About this task = Which lines run from the line containing "x=621, y=52" through the end of the records below? Reproduce them exactly, and nothing else.

Data for processing =

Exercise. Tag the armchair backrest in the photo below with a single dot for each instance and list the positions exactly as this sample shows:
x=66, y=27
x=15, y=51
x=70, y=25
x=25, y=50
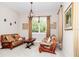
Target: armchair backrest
x=53, y=45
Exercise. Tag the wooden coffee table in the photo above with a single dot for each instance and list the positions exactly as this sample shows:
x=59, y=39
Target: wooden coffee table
x=29, y=42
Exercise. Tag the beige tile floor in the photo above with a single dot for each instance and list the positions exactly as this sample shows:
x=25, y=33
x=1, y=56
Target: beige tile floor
x=20, y=51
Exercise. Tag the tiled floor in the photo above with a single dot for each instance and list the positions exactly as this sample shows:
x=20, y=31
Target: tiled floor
x=20, y=51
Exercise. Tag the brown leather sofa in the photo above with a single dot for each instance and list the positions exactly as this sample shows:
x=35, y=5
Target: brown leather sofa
x=11, y=40
x=45, y=47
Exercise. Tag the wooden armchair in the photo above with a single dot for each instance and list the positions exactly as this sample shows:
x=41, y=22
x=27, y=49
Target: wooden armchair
x=49, y=47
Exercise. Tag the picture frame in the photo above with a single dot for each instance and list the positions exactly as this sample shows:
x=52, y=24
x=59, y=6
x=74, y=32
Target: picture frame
x=25, y=26
x=68, y=18
x=53, y=25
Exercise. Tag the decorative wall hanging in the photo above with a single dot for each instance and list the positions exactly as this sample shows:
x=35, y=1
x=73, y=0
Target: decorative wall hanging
x=4, y=19
x=25, y=26
x=53, y=25
x=15, y=22
x=10, y=24
x=68, y=18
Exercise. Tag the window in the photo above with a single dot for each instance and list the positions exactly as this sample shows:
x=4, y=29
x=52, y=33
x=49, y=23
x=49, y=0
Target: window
x=39, y=24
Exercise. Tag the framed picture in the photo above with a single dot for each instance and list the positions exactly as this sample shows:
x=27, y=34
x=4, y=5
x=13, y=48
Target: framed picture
x=68, y=18
x=53, y=25
x=25, y=26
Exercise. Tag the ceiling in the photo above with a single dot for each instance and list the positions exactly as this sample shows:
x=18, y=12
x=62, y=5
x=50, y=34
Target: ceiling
x=39, y=8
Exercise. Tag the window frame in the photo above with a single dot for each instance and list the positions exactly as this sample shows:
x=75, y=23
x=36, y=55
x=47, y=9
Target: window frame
x=39, y=26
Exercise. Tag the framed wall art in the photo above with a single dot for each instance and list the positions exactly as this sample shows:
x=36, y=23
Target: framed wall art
x=53, y=25
x=25, y=26
x=68, y=18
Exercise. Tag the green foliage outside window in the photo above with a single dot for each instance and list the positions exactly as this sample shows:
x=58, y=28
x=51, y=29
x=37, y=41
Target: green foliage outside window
x=39, y=24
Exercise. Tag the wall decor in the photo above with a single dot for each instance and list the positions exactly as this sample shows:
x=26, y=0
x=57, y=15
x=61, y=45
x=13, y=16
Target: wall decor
x=53, y=25
x=4, y=19
x=10, y=24
x=68, y=18
x=25, y=26
x=15, y=22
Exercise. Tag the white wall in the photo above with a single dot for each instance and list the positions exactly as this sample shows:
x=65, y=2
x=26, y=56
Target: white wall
x=10, y=16
x=38, y=36
x=67, y=39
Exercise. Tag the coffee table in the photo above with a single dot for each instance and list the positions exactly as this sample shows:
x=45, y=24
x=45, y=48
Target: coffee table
x=29, y=42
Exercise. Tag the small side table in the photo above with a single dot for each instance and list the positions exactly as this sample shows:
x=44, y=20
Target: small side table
x=29, y=42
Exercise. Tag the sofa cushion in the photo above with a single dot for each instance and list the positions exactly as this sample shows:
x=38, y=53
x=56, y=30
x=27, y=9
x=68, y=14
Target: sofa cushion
x=10, y=38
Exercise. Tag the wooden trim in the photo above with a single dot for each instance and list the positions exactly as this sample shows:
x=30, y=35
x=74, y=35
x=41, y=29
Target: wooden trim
x=75, y=30
x=48, y=26
x=30, y=27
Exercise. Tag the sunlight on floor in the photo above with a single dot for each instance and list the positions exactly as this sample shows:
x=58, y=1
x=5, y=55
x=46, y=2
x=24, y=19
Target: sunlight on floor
x=21, y=51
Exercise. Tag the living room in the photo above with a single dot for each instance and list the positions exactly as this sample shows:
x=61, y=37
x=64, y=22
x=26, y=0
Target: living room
x=37, y=20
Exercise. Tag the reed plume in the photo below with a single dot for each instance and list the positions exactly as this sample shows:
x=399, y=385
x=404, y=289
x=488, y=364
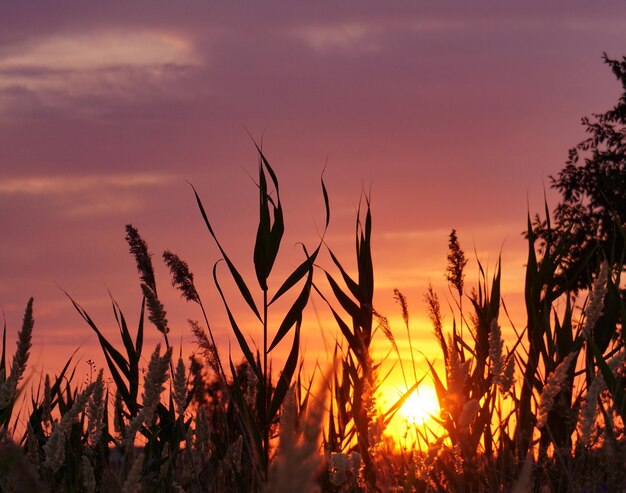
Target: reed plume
x=139, y=250
x=552, y=387
x=155, y=309
x=55, y=446
x=20, y=358
x=297, y=459
x=153, y=386
x=182, y=277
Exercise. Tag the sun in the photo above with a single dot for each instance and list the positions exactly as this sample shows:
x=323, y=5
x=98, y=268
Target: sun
x=421, y=405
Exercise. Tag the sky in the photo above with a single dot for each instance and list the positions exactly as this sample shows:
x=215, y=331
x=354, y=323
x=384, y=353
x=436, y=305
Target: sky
x=448, y=114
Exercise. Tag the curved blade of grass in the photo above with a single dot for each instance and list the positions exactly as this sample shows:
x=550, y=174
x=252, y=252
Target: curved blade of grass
x=268, y=235
x=106, y=345
x=284, y=382
x=294, y=315
x=243, y=288
x=243, y=344
x=246, y=416
x=304, y=267
x=345, y=330
x=4, y=345
x=391, y=412
x=344, y=300
x=352, y=285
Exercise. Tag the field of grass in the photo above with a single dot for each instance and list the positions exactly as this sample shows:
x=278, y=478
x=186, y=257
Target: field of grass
x=544, y=412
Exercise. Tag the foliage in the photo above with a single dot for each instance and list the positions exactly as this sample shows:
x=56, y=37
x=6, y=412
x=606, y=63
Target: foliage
x=544, y=408
x=592, y=211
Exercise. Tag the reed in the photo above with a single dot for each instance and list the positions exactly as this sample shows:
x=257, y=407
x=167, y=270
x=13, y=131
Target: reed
x=542, y=410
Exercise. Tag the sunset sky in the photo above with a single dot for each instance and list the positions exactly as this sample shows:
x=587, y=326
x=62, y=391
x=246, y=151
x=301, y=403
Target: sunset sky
x=453, y=115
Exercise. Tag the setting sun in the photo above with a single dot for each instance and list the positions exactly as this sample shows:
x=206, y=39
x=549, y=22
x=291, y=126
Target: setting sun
x=421, y=405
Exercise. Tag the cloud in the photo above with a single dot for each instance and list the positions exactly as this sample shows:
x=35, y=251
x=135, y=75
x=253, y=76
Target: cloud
x=84, y=196
x=53, y=185
x=78, y=72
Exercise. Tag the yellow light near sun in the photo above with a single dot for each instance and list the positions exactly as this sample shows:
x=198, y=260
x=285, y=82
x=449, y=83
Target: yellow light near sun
x=421, y=405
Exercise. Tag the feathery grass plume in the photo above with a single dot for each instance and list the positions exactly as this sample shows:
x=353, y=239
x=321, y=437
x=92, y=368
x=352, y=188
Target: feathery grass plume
x=155, y=309
x=508, y=378
x=496, y=361
x=118, y=418
x=32, y=445
x=17, y=473
x=401, y=299
x=338, y=466
x=456, y=263
x=139, y=249
x=182, y=277
x=297, y=460
x=587, y=416
x=434, y=314
x=20, y=358
x=88, y=476
x=502, y=369
x=596, y=300
x=153, y=386
x=552, y=387
x=202, y=435
x=383, y=324
x=252, y=382
x=524, y=480
x=470, y=409
x=180, y=386
x=457, y=370
x=133, y=479
x=197, y=380
x=55, y=446
x=208, y=348
x=95, y=411
x=46, y=413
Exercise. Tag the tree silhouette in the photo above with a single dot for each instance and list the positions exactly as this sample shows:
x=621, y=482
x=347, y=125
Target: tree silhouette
x=592, y=211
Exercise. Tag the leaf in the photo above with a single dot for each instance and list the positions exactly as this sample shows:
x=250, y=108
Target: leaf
x=346, y=303
x=295, y=312
x=243, y=344
x=243, y=289
x=284, y=382
x=615, y=385
x=268, y=235
x=107, y=347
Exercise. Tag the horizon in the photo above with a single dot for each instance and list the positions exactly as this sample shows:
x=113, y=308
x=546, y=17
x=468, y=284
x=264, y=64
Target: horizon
x=452, y=118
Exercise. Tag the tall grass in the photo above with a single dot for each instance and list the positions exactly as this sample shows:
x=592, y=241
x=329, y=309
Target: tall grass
x=541, y=411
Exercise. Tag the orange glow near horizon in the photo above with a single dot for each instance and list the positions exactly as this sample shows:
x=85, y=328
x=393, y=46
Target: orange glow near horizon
x=421, y=406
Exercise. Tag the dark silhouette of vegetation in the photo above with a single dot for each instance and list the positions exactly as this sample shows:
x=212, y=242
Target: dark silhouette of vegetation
x=592, y=211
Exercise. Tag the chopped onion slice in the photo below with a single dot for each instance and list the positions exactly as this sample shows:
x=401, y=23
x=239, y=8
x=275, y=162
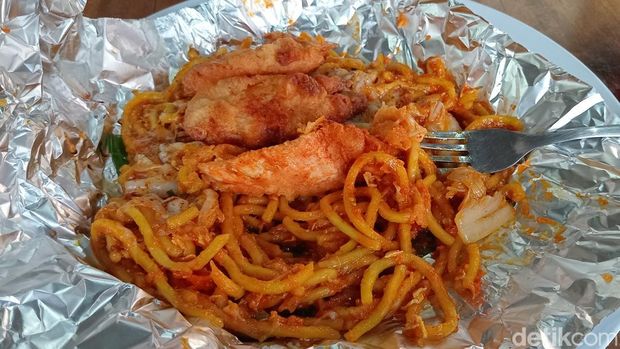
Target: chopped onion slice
x=479, y=218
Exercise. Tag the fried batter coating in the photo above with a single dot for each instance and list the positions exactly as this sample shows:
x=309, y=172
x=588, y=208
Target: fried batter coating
x=312, y=164
x=264, y=110
x=284, y=54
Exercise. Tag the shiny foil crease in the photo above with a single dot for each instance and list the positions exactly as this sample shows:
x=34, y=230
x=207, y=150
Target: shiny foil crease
x=64, y=78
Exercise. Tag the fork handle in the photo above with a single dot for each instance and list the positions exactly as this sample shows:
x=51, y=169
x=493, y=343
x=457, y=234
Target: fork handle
x=572, y=134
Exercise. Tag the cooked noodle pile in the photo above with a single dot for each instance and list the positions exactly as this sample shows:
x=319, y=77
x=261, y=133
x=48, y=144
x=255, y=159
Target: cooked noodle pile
x=317, y=266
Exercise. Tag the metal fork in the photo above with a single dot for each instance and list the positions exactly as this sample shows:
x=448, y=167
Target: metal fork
x=493, y=150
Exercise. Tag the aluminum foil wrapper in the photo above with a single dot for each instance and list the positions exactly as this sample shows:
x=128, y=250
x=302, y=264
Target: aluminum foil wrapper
x=64, y=78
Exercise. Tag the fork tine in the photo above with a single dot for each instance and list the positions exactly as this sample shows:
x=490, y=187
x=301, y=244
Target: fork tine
x=445, y=135
x=443, y=146
x=449, y=158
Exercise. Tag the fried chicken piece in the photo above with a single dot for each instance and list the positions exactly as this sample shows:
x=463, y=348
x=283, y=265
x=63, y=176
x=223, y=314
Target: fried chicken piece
x=284, y=54
x=264, y=110
x=312, y=164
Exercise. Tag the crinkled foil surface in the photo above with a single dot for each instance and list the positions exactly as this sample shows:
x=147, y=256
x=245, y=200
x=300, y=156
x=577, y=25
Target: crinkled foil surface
x=64, y=77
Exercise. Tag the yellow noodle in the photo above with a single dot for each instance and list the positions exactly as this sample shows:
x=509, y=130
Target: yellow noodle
x=162, y=258
x=381, y=309
x=298, y=215
x=438, y=230
x=270, y=210
x=344, y=226
x=225, y=284
x=261, y=286
x=182, y=218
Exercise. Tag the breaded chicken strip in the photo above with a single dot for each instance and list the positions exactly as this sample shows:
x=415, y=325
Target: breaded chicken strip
x=284, y=54
x=264, y=110
x=312, y=164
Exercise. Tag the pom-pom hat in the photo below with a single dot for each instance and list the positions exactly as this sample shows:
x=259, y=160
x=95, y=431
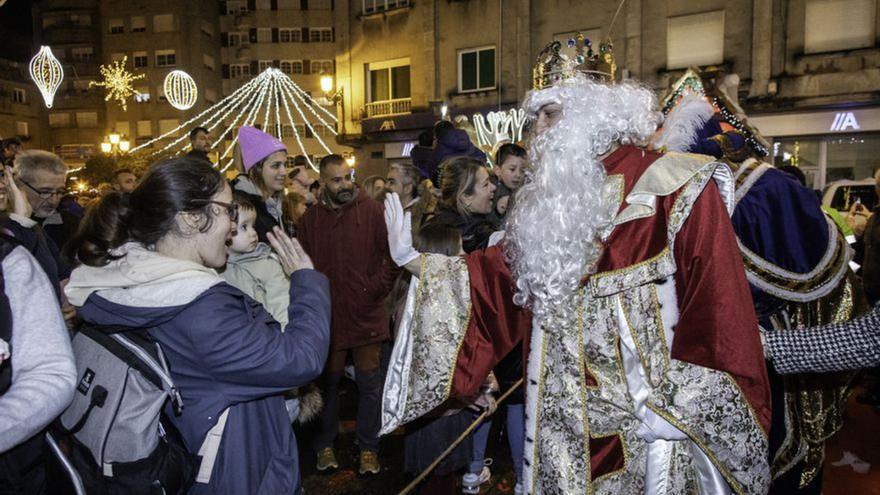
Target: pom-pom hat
x=256, y=145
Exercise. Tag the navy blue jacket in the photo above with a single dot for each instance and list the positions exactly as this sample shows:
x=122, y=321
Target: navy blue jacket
x=224, y=350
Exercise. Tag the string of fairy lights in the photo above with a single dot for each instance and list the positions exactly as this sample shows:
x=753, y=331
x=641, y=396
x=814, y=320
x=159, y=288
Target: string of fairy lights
x=262, y=100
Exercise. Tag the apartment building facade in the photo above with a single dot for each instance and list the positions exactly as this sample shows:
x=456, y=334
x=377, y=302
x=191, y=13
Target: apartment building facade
x=297, y=37
x=806, y=71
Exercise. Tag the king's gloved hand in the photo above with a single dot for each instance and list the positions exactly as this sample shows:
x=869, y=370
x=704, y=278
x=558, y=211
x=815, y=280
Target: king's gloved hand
x=399, y=225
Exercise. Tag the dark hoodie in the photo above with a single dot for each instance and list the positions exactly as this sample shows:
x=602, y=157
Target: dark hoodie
x=224, y=351
x=454, y=143
x=350, y=247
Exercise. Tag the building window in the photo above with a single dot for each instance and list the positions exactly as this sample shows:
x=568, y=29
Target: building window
x=371, y=6
x=81, y=19
x=239, y=71
x=321, y=67
x=138, y=24
x=236, y=6
x=87, y=119
x=167, y=125
x=163, y=23
x=140, y=60
x=117, y=26
x=59, y=120
x=317, y=35
x=142, y=94
x=476, y=69
x=290, y=35
x=695, y=40
x=82, y=54
x=145, y=128
x=389, y=81
x=166, y=58
x=834, y=25
x=123, y=127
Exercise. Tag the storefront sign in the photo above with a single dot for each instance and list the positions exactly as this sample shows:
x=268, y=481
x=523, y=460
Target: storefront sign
x=844, y=121
x=814, y=123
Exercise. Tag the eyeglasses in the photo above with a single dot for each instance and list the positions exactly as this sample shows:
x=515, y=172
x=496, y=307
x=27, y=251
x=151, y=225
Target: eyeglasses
x=231, y=209
x=43, y=194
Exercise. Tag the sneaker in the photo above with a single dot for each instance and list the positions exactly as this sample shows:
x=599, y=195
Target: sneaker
x=369, y=462
x=470, y=482
x=327, y=460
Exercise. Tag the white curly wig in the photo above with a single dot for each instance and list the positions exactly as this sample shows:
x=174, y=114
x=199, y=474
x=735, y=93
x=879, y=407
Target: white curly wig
x=552, y=229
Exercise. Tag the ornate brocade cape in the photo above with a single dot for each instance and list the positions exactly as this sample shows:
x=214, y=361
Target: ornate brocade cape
x=666, y=324
x=797, y=265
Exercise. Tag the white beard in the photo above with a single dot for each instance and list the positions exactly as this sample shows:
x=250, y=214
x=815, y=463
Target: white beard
x=553, y=228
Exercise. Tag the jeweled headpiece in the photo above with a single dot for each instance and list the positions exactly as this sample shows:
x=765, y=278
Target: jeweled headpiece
x=558, y=62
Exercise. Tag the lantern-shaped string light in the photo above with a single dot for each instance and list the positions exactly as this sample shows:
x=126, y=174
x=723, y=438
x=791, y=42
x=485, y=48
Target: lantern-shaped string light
x=180, y=90
x=47, y=74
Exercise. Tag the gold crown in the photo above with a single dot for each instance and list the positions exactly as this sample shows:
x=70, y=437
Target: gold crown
x=557, y=63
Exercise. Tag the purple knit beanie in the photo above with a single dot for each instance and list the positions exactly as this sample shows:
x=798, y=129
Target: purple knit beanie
x=256, y=145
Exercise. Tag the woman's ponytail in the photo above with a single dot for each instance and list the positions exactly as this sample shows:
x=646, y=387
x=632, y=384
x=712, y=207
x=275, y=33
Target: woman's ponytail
x=104, y=228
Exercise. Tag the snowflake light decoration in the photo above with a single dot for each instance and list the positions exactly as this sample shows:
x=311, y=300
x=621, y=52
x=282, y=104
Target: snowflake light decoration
x=118, y=82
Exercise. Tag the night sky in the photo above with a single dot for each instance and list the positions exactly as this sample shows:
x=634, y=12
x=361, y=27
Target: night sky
x=16, y=30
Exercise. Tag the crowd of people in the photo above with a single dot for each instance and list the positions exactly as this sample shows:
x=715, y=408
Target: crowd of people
x=626, y=294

Answer space =
x=621, y=52
x=282, y=104
Target: snowflake light decoration
x=118, y=82
Exercise. Tag the night sky in the photo above with a single dot for each instance and list the positions exactly as this sample shows:
x=634, y=12
x=361, y=27
Target: night sky
x=16, y=30
Exercise. Tag the crowd of people in the photo above with a single dot for each instance and list the positions exactly as this sample shows:
x=715, y=408
Target: crowd of people
x=626, y=294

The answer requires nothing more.